▸ **EXCERPT TO READ**:
⟨

Senior Obama administration officials on Monday defended U.S. handling of the Iranian election crisis amid criticism that President Barack Obama has not been forceful enough on the issue. The White House said it has seen no justice in Iran's crackdown on protesters after the president's weekend call for an end to violence by Tehran authorities.
Administration officials are reiterating their call for a fair and non-violent resolution of the Iranian election conflict, while stressing their determination not to allow Tehran to make the United States a "foil" for the country's political conflict.
The administration has taken a measured approach to the crisis, although President Obama stepped up the level of U.S. rhetoric on Saturday amid televised scenes of chaos on Tehran's streets. He called on the Iranian government to stop all violent and unjust actions against its people and to respect universal rights of assembly and free speech.
On Monday, the White House said it is clear from subsequent events that "justice has not been achieved."
Officials at the State Department have expressed concern that a more vigorous response would fuel already frequent Iranian charges that the United States is meddling in the crisis.
U.S. critics, among them former Republican Presidential candidate John McCain, have said the White House has been too timid, with McCain saying the response is a "betrayal" of America's founding principles.

⟩

Write out the passage of the news report on Iran's election crisis word for word, from "On Monday, the" to "America's founding principles.".

▸ **GIVEN RECORDS**:
⟨

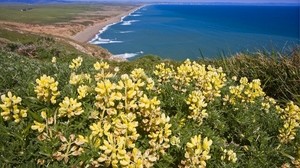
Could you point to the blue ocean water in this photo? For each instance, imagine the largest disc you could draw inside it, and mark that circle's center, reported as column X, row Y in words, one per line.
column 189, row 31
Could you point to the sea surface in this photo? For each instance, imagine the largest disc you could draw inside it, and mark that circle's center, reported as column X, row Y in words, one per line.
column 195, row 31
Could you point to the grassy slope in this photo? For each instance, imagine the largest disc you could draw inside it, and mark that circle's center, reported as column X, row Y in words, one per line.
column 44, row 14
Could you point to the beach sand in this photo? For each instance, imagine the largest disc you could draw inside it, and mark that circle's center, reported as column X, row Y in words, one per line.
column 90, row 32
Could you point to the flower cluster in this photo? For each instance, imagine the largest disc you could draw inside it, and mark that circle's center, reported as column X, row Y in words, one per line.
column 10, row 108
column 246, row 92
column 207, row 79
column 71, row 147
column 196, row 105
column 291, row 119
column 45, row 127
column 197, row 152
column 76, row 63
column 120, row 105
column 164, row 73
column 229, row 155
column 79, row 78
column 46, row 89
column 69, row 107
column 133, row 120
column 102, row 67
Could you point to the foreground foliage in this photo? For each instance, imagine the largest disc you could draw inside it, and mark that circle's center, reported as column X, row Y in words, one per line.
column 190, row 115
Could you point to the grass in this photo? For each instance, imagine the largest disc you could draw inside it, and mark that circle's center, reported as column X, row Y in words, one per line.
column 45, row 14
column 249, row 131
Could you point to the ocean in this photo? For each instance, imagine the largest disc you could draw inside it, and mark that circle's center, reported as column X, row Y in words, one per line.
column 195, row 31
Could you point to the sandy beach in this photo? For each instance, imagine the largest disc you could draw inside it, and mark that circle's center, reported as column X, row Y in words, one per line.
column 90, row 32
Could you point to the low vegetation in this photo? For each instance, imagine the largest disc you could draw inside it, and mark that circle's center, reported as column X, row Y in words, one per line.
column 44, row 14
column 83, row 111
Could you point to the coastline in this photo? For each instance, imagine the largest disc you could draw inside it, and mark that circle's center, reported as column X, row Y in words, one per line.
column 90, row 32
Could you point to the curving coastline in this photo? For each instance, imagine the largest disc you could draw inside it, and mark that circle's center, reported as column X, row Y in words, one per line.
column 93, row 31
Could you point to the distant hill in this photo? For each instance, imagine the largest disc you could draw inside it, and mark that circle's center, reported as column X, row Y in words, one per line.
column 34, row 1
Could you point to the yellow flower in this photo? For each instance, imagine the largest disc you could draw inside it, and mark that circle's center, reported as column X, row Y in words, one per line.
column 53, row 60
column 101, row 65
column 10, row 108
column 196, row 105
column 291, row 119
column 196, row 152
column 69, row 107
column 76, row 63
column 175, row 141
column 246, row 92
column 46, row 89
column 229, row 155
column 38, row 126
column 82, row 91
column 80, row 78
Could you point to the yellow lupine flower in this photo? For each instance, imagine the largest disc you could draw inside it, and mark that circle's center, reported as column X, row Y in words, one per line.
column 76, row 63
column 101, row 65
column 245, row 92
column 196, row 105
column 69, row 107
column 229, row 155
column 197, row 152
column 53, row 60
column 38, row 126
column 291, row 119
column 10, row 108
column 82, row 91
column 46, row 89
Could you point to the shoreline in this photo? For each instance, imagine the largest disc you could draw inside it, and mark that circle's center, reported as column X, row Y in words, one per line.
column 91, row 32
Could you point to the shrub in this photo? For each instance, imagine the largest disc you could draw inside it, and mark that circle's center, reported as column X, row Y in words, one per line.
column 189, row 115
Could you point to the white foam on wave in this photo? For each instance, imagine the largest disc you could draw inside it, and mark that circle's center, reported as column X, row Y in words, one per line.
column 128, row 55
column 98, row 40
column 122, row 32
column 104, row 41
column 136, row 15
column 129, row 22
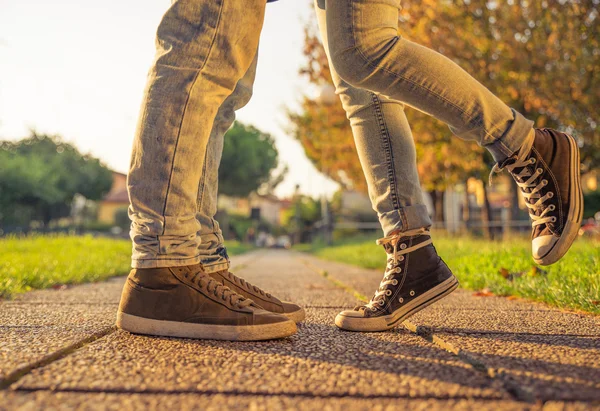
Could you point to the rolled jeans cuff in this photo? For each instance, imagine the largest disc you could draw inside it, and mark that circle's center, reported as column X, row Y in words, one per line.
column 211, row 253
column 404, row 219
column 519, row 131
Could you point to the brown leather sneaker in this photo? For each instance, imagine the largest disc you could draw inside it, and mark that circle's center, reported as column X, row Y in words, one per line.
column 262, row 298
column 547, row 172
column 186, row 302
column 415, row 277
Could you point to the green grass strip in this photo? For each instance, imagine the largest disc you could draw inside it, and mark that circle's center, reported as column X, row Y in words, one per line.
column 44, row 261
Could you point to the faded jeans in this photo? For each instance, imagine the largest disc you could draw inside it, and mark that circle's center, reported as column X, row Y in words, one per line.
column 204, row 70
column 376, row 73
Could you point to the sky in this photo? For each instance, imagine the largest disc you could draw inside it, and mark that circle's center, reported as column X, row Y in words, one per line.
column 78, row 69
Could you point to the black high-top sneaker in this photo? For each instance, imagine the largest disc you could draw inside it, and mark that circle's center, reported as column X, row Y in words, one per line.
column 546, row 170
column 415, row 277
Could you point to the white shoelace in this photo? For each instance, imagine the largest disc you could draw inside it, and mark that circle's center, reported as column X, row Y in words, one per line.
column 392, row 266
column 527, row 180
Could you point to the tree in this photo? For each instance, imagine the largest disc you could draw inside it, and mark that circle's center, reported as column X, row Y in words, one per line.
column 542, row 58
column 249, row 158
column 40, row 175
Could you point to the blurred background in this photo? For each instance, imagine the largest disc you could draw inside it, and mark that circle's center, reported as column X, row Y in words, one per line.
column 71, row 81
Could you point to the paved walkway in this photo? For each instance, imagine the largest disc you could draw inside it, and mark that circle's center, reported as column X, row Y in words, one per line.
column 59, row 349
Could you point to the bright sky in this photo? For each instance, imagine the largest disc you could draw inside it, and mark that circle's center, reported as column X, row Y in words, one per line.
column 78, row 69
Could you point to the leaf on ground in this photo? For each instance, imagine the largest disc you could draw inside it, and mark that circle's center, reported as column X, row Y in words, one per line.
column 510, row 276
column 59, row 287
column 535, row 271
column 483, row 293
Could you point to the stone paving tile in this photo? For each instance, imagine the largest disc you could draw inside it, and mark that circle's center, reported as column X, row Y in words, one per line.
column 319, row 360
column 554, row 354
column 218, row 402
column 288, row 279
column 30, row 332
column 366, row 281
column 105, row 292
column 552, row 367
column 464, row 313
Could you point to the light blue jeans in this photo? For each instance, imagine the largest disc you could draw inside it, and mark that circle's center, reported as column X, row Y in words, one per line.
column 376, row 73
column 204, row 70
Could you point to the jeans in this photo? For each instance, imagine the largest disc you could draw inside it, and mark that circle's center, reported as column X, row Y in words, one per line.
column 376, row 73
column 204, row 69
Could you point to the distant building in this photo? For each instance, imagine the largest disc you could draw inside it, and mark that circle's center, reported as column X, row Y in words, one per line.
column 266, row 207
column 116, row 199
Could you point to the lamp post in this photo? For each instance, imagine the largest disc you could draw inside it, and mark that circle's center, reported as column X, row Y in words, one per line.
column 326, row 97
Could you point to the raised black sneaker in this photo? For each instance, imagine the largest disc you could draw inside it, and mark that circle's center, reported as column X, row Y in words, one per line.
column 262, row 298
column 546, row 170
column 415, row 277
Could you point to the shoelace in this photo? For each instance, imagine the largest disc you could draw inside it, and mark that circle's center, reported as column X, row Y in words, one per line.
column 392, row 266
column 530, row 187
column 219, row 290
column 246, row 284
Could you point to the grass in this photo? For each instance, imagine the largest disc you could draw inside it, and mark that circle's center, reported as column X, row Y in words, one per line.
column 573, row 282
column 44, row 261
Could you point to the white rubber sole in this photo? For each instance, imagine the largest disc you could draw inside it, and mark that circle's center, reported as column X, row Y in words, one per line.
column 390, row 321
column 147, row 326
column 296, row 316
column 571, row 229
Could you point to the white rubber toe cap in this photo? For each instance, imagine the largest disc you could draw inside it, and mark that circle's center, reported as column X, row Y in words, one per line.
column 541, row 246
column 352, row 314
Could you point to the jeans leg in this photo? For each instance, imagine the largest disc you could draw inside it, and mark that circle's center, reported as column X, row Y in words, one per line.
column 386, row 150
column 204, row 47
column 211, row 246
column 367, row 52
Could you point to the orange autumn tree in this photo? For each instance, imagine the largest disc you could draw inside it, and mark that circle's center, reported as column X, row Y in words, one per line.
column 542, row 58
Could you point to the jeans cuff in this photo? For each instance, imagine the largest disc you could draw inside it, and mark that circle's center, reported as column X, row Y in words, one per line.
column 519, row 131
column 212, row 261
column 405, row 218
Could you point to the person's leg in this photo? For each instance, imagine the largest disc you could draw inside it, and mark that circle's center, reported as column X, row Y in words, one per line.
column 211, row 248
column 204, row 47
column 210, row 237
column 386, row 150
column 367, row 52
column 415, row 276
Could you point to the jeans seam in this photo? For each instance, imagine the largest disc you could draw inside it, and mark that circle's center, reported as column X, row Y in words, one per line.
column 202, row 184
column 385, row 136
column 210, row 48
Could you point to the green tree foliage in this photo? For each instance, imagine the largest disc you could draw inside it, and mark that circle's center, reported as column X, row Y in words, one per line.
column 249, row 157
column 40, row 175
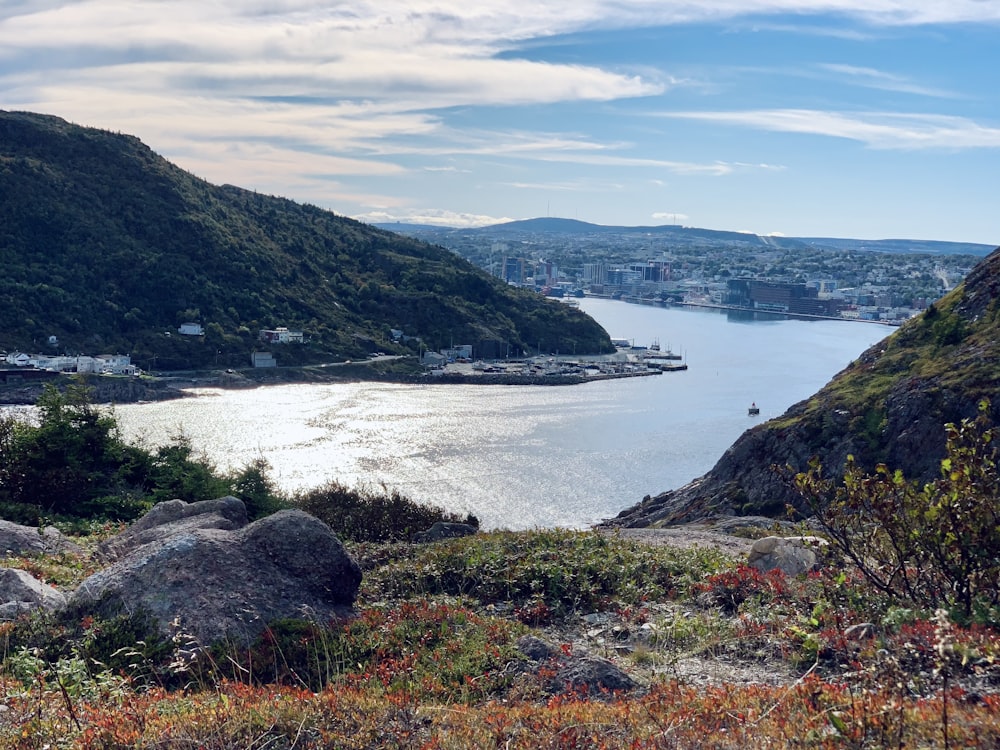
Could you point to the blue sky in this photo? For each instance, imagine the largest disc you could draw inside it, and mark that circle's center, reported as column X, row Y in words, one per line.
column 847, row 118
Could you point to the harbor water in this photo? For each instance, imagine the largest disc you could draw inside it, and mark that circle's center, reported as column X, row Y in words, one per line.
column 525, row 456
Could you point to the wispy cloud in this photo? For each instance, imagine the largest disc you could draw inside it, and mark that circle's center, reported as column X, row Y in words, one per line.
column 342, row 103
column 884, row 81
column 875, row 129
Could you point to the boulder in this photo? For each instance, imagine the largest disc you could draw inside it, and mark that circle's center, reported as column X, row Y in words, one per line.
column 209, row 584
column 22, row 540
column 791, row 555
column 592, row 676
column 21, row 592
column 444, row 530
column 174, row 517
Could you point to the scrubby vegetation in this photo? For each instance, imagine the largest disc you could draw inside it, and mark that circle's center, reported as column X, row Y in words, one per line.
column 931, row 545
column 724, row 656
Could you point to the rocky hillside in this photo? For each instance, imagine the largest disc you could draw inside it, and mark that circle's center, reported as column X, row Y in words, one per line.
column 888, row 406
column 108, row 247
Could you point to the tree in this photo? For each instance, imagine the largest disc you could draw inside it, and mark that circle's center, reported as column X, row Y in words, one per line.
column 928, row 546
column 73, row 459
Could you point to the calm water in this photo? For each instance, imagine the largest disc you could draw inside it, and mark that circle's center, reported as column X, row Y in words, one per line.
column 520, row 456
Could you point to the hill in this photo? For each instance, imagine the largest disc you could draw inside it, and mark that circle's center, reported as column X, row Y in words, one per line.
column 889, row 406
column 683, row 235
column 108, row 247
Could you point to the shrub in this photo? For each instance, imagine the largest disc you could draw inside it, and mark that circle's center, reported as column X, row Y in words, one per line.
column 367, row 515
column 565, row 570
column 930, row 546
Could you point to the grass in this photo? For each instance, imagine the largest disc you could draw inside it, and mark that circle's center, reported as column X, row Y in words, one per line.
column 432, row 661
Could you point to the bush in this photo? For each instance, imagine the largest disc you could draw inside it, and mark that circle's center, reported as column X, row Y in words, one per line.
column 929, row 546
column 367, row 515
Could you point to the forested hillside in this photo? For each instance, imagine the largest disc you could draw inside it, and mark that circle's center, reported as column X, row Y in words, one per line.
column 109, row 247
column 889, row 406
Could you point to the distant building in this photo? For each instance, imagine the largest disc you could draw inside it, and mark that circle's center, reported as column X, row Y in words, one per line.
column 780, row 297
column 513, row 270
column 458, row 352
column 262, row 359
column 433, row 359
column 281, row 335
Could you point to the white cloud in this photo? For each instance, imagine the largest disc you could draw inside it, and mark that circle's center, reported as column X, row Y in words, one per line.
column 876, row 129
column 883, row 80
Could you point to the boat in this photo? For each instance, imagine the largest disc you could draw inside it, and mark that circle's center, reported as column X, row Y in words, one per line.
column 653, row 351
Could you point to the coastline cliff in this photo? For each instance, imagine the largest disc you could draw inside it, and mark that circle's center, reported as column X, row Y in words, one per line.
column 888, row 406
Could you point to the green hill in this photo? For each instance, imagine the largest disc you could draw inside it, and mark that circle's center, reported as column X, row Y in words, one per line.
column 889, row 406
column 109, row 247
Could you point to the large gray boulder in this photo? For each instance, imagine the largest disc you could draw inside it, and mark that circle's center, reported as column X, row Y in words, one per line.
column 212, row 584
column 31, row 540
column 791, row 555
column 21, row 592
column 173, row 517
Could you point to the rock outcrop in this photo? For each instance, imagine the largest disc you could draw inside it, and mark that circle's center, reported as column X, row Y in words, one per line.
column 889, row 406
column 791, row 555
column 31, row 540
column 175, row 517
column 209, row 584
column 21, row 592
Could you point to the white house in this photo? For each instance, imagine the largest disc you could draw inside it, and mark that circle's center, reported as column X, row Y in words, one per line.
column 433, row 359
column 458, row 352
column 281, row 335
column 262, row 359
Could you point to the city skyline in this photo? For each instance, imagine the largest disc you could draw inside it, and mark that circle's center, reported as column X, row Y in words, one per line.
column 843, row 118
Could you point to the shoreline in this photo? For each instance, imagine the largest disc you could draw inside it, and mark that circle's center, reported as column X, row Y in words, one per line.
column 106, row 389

⟩

▸ **EXERCISE OUTPUT**:
On Monday, the White House said it is clear from subsequent events that "justice has not been achieved."
Officials at the State Department have expressed concern that a more vigorous response would fuel already frequent Iranian charges that the United States is meddling in the crisis.
U.S. critics, among them former Republican Presidential candidate John McCain, have said the White House has been too timid, with McCain saying the response is a "betrayal" of America's founding principles.